Data entries
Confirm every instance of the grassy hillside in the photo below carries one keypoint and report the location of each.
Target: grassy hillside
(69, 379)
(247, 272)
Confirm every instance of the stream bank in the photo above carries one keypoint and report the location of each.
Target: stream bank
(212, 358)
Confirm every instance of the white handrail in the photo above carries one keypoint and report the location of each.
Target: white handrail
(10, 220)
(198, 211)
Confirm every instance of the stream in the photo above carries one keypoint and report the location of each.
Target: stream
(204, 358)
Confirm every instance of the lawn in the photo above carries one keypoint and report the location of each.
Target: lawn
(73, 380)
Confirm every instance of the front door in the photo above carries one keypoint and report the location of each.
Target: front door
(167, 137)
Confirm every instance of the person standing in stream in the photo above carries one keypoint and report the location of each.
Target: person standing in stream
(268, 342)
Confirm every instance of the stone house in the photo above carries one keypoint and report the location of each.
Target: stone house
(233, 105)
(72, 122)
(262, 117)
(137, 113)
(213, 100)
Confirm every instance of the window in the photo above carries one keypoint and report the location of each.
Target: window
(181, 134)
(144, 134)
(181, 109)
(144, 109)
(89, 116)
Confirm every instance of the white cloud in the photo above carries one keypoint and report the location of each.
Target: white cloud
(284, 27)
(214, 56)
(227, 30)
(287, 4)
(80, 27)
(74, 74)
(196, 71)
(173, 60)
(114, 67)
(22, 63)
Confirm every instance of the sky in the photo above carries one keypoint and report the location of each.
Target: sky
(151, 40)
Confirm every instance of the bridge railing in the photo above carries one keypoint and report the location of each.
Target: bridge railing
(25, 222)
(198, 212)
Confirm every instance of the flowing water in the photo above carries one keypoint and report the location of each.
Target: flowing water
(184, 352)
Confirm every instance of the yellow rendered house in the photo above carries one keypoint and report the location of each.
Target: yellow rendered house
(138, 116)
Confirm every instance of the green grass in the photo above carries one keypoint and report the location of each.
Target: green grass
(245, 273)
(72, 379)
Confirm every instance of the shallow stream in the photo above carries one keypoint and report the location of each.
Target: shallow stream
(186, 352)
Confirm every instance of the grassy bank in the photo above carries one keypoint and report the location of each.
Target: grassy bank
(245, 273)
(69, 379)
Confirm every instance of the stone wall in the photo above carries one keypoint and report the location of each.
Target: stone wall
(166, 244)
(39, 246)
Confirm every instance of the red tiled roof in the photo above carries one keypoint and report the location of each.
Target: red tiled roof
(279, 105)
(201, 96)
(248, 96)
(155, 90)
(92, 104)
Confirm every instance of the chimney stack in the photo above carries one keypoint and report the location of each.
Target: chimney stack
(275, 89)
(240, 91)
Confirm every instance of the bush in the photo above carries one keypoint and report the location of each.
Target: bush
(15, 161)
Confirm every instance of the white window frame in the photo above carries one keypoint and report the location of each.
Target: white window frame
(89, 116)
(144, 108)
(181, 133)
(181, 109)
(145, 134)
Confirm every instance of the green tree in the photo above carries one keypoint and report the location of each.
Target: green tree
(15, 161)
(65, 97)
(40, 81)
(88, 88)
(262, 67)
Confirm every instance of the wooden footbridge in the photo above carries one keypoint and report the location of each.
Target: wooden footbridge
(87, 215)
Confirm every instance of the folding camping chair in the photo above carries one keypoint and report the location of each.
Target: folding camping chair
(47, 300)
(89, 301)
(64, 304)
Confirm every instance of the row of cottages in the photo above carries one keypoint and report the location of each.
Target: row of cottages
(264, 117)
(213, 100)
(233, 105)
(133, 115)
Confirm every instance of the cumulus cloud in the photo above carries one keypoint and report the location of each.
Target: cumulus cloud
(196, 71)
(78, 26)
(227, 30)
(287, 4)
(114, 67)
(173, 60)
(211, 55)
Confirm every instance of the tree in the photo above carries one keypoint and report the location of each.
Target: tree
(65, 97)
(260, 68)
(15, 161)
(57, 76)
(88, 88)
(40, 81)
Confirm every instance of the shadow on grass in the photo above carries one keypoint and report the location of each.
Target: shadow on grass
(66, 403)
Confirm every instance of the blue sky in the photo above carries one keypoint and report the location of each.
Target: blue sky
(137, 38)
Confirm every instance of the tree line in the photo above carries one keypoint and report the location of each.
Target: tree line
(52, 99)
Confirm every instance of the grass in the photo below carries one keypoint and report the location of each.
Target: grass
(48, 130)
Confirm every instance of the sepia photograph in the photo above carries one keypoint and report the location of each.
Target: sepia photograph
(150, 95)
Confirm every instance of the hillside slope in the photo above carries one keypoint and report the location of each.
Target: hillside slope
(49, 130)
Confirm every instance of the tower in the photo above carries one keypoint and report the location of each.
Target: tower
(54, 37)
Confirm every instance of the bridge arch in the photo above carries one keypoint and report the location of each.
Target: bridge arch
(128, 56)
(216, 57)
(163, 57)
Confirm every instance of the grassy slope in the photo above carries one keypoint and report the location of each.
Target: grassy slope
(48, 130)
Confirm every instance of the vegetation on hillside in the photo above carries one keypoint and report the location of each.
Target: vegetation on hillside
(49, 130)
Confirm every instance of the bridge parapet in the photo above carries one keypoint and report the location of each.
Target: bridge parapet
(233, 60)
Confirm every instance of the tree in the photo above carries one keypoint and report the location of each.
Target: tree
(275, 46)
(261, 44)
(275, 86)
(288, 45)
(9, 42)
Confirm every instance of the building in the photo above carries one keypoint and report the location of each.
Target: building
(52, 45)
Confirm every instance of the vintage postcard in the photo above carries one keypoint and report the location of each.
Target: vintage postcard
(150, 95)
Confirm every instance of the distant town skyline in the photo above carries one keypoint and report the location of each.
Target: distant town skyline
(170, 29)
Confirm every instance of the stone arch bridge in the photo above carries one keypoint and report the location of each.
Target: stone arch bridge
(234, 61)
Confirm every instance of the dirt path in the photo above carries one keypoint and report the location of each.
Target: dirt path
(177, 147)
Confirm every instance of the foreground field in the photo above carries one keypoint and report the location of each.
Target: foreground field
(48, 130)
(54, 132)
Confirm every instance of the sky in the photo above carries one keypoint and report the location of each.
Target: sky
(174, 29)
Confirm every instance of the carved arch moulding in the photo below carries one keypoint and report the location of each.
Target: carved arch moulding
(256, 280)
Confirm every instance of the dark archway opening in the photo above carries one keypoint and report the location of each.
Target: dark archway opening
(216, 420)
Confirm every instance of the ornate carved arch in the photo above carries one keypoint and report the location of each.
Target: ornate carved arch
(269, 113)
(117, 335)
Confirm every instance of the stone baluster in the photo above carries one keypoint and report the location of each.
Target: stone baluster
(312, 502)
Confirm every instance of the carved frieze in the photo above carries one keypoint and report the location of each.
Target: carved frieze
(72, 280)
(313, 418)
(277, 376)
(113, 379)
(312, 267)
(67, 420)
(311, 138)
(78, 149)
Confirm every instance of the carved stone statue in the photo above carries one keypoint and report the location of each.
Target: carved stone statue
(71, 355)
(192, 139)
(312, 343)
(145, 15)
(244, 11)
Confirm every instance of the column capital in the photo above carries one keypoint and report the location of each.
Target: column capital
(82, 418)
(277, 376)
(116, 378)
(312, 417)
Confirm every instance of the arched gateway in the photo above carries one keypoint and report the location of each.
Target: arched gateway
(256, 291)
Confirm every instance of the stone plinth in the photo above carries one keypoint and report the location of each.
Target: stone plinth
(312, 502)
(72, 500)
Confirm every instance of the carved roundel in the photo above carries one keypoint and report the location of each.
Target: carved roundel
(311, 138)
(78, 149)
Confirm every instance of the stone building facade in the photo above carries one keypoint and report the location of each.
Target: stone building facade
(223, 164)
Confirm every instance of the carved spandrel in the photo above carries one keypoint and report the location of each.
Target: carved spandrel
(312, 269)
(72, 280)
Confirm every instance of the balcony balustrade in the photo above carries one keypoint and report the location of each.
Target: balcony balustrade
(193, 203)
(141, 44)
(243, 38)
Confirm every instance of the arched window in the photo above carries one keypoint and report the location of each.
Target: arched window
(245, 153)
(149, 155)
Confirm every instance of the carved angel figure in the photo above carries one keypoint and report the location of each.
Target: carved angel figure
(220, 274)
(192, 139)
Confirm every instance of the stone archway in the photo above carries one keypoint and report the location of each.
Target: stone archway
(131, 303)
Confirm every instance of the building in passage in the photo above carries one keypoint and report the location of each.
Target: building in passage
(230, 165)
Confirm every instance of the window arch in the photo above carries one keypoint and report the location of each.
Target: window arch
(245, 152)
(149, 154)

==

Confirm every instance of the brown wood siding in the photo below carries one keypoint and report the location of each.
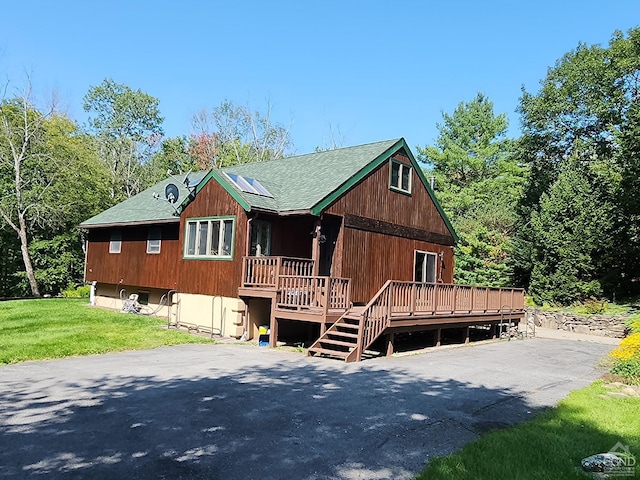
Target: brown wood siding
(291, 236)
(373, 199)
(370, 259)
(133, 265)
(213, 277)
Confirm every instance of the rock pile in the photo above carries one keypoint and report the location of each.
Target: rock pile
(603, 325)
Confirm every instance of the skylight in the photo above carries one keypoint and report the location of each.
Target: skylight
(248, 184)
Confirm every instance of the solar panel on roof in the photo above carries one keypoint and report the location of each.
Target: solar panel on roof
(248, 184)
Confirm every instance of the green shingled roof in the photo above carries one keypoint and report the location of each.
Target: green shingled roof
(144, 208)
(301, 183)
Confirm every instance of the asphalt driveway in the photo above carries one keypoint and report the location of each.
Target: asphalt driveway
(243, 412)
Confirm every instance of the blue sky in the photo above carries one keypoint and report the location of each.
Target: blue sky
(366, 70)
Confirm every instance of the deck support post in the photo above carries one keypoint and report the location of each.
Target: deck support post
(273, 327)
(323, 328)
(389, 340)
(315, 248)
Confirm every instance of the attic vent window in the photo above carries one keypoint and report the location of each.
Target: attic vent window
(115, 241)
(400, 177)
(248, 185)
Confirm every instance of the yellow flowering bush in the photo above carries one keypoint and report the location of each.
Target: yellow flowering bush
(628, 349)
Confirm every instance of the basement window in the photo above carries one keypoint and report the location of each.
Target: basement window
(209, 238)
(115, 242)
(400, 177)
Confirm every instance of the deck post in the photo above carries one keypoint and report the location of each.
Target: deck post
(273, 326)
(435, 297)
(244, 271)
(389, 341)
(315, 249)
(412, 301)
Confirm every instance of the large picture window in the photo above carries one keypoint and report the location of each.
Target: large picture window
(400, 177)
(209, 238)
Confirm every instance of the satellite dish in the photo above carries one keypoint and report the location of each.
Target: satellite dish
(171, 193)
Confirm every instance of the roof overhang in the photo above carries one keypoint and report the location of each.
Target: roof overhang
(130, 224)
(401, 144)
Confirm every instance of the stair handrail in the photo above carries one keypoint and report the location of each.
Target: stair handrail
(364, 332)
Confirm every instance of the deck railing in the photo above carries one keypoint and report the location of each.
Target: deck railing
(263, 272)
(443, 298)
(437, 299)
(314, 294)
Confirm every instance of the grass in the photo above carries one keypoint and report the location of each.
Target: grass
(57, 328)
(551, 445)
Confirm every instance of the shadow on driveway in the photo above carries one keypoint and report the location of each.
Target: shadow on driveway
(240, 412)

WORK ORDER
If a line in the entries holds the string "below", count it, then state the total and nothing more.

TASK OUTPUT
4